* Input data:
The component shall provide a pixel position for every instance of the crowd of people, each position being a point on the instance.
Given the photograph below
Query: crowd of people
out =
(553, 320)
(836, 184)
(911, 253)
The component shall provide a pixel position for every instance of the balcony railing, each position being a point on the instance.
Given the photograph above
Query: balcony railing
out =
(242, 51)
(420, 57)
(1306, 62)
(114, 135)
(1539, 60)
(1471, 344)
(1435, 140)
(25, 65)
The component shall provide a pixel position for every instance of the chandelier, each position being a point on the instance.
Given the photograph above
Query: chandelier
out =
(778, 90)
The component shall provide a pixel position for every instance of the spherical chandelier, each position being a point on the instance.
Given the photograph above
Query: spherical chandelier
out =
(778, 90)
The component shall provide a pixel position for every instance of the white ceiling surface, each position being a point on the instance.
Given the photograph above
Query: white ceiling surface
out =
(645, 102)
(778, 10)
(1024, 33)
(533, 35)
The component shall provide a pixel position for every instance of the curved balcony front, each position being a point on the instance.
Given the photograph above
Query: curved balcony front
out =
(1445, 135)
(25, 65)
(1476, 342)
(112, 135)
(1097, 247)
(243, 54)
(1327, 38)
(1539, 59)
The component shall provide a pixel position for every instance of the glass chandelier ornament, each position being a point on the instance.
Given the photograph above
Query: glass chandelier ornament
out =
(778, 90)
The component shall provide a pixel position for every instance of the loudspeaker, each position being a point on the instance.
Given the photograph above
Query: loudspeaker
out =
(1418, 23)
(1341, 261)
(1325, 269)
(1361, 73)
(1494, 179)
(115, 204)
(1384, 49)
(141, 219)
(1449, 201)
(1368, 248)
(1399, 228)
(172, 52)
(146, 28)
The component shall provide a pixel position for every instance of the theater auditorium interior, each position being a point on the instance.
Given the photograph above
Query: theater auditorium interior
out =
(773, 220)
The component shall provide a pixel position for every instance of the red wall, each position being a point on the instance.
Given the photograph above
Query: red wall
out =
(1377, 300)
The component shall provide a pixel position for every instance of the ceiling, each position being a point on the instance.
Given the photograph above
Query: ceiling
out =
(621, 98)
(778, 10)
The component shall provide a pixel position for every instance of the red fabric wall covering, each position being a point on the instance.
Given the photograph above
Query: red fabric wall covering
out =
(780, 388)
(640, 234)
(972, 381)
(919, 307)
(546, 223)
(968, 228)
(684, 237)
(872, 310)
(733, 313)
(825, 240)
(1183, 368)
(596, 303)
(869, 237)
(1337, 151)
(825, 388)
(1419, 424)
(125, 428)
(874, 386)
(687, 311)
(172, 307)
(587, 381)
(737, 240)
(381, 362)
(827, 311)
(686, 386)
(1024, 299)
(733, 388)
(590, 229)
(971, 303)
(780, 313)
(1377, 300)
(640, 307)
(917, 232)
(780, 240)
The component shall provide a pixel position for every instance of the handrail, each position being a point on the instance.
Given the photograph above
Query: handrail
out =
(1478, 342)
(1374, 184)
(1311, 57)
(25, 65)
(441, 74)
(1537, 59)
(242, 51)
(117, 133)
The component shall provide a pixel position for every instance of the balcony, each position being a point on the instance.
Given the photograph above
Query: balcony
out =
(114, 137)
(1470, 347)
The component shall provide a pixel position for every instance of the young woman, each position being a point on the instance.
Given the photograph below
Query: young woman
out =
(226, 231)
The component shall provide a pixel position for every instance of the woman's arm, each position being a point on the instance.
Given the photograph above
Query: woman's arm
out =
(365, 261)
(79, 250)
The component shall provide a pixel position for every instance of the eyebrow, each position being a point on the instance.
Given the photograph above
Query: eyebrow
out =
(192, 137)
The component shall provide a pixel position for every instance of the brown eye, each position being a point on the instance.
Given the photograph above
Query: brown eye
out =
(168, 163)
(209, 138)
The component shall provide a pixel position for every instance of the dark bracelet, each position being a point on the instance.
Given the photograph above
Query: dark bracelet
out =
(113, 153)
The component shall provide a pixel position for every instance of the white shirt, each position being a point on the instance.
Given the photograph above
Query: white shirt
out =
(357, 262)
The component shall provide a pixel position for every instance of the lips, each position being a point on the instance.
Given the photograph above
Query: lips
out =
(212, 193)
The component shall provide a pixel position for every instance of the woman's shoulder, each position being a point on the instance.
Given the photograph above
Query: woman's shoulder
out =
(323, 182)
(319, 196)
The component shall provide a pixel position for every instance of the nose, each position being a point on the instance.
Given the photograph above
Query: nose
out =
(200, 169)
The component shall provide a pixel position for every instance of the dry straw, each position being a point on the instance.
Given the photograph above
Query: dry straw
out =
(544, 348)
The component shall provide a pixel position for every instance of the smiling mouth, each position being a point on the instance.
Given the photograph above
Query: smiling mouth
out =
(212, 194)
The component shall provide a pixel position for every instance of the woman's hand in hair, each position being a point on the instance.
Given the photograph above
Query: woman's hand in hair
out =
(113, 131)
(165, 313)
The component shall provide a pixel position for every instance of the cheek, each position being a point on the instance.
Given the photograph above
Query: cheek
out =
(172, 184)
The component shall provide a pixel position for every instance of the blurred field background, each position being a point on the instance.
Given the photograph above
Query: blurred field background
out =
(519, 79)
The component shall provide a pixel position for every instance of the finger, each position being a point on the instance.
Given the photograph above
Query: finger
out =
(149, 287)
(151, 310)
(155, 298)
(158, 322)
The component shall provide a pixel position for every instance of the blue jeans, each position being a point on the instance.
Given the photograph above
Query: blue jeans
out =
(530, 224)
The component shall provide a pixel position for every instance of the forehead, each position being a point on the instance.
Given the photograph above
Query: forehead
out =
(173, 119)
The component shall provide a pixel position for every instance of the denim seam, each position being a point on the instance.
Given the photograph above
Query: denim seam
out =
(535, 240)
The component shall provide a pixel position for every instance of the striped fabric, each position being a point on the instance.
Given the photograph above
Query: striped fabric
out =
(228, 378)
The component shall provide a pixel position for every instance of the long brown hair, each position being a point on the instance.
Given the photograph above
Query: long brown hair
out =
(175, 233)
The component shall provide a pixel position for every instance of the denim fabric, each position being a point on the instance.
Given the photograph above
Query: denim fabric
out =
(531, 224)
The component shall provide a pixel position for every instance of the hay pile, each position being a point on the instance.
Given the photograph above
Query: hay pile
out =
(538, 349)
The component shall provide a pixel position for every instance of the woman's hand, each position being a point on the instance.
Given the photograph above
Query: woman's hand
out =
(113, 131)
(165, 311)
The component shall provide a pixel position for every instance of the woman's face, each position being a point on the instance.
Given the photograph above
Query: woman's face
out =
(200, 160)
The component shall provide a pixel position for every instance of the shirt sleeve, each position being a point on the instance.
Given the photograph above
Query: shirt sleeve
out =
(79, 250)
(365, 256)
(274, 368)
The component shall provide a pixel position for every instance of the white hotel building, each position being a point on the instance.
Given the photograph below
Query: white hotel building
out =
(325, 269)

* Aim of the task: Write the material out once more, exactly as it reads.

* Output for this task:
The component shall provide a pixel position for every instance of the crowd of people, each position being a point on the instance.
Given the photograph below
Query: crowd of people
out =
(553, 320)
(836, 184)
(911, 253)
The component shall provide a pixel position for every instance of the balcony railing, each position being a point on the instance.
Given the photograph above
Query: balcony railing
out =
(242, 51)
(420, 57)
(1306, 62)
(114, 135)
(1539, 60)
(1471, 344)
(1435, 140)
(25, 65)
The component shall provide a pixel position for every instance of the chandelier, each position being a point on the instance.
Given the photograph above
Query: chandelier
out =
(778, 90)
The component shall provide a pixel position for every instance of the spherical chandelier, each position being a point on the instance.
Given the photograph above
Query: spherical chandelier
out =
(778, 90)
The component shall provide a pixel position for every instance of the white ceiling surface, each position being a point on the instance.
Given the photograph above
Query: white ceiling surface
out =
(645, 102)
(778, 10)
(1024, 33)
(533, 35)
The component shall provide a pixel position for every instance of the curved balcony front, each position being a point on the instance.
Given the photograph above
Query: curved balcony front
out =
(1445, 135)
(25, 65)
(1476, 342)
(112, 135)
(1097, 247)
(243, 54)
(1327, 38)
(1539, 59)
The component shall provide a pixel position for every instance of the glass chandelier ornament, each position being a point on the instance.
Given the photograph above
Query: glass chandelier ornament
out =
(778, 90)
The component shall provide a pixel position for every instance of the loudspeaker, each position being a point on the instance.
Given the photograph above
Query: loudspeaker
out =
(1418, 23)
(1341, 261)
(1325, 269)
(1361, 73)
(1494, 179)
(115, 204)
(1384, 49)
(141, 219)
(1449, 201)
(1368, 248)
(1399, 228)
(172, 52)
(146, 28)
The component shall provide a pixel position for every instance of the theater auditorium interior, each position being a point on the instance.
Given the photograph above
Query: theater auditorium interior
out =
(773, 220)
The component shall provide a pixel position for every instance of the red wall, each position being a point on the instance.
Given the photograph above
Query: red wall
out =
(1377, 300)
The component shall provide a pixel position for every instance of the ceiling, each position being a point on the instance.
Given the photograph above
Query: ceiling
out =
(621, 98)
(778, 10)
The component shall provide a pixel position for every instance of the red fabric wall covering, each position being a point on the instance.
Given the photograph above
Query: red fabric wall covering
out =
(780, 388)
(640, 234)
(972, 381)
(919, 307)
(546, 223)
(968, 228)
(684, 237)
(872, 310)
(733, 313)
(825, 240)
(1183, 368)
(596, 303)
(869, 237)
(1337, 151)
(825, 388)
(1419, 424)
(125, 428)
(874, 386)
(687, 311)
(172, 307)
(587, 381)
(737, 240)
(381, 362)
(827, 311)
(686, 386)
(1024, 299)
(733, 388)
(590, 229)
(971, 303)
(780, 313)
(1377, 300)
(640, 307)
(917, 232)
(780, 240)
The component shall provide a pixel position for every instance of the handrail, each position being a point on the instance.
Given the photograph above
Query: handrail
out =
(1478, 342)
(1374, 184)
(1311, 57)
(25, 65)
(441, 74)
(1537, 59)
(242, 51)
(117, 133)
The component shall provide a pixel position for every instance of the balcony, each position being a point on the instance.
Given the photograph above
Query: balcony
out =
(114, 137)
(1470, 347)
The component shall provide a pixel position for every instance of the young woman, each position being a point on the instance.
Given the photograph below
Query: young woman
out =
(226, 231)
The component shall provide a pixel position for every instance of the woman's arm, each position being a point on the instance.
Given the photograph above
Query: woman's arm
out =
(365, 261)
(79, 250)
The component shall provide a pixel position for every instance of the eyebrow, each position being a point on the instance.
Given the photograph above
Query: eyebrow
out =
(192, 137)
The component shall provide a pixel position for every instance of the brown eye, each position being a point on the instance.
Given the photograph above
Query: brown eye
out =
(168, 163)
(209, 138)
The component shall provide a pixel position for every instance of the dark bracelet, each position being a point on the instance.
Given the photograph above
Query: dark bracelet
out =
(113, 153)
The component shall provide a pixel position for every instance of the white shirt, each position being a point on the instance.
Given the photograph above
Query: white shirt
out =
(357, 262)
The component shall provide a pixel position for every instance of the lips, each position being a point on the instance.
Given the photograph above
Query: lips
out =
(212, 193)
The component shall provide a pixel position for every instance of the woman's shoulder, each position being a point on the instance.
Given the photograph above
Query: woman's shoulder
out =
(323, 182)
(319, 196)
The component shall provide a pixel position for every instance of the nose, each position being a point on the instance.
Given the photograph above
Query: nose
out =
(200, 169)
The component shall provide a pixel position for every instance of the dry straw, each position being a point on the instance.
Given the photograph above
Query: dry straw
out =
(544, 348)
The component shall provide a pixel position for every instance of the smiling mouth, each position being a point on the instance.
Given the photograph above
Query: smiling mouth
out =
(212, 194)
The component shall provide a pixel position for every instance of the woman's hand in hair, each position being a point on the instance.
Given the photograph above
Query: woman's hand in hair
out =
(113, 131)
(165, 313)
The component shall provide a pixel position for every instance of the cheek, each position being a point on the instance.
Given the photograph above
Query: cheek
out =
(172, 184)
The component shall provide a pixel position for every instance of the blurred field background, each position being a point on the instance.
Given the photograph above
Query: blurred field background
out =
(519, 79)
The component shall provide a pixel position for every instance of the finger, each position being a point on the instance.
Given the photograph above
Query: finger
out =
(149, 287)
(151, 310)
(155, 298)
(158, 322)
The component shall provide a pixel position for every instance of the blue jeans, each position being a point on the instance.
Given the photograph above
Query: blue jeans
out =
(530, 224)
The component shall provide a pixel position for every instance of the forehead, each position being a point on the instance.
Given the photograph above
Query: forehead
out =
(173, 119)
The component shall provide a pixel position for every instance of the denim seam, each position being a point on the instance.
Given the photograph above
Query: denim seam
out =
(535, 240)
The component shall provide a pixel position for every instance of the striped fabric, each position being a point on the instance.
Given the photograph above
Query: striped fabric
out =
(228, 378)
The component shall provide a pixel position for every instance of the long brown hair, each position being a point on the instance.
Given the photograph above
Query: long brown hair
out =
(175, 233)
The component shall provide a pixel position for every instance of the denim fabric, each position being a point on the instance.
Given the photograph above
Query: denim fabric
out =
(531, 224)
The component shall provide a pixel position for every instance of the hay pile, each position being a point on the instance.
Given the photograph above
Query: hay pile
out =
(538, 349)
The component shall provide a pixel position for every instance of the woman's hand, each position being a point on the instance.
Given the photograph above
Query: woman's hand
out =
(113, 131)
(165, 311)
The component shall provide a pixel position for every instance of the woman's face, each position being a point on the instance.
Given the photograph above
Query: woman's face
out =
(200, 160)
The component shall provide a pixel position for every instance of the shirt sleeve, each position being a point on the instance.
Given the photograph above
Query: shirt sleeve
out =
(79, 250)
(365, 256)
(274, 368)
The component shall provide a pixel position for every instance of the white hotel building, each position being a point on the instance.
Given the photograph below
Query: white hotel building
out =
(325, 269)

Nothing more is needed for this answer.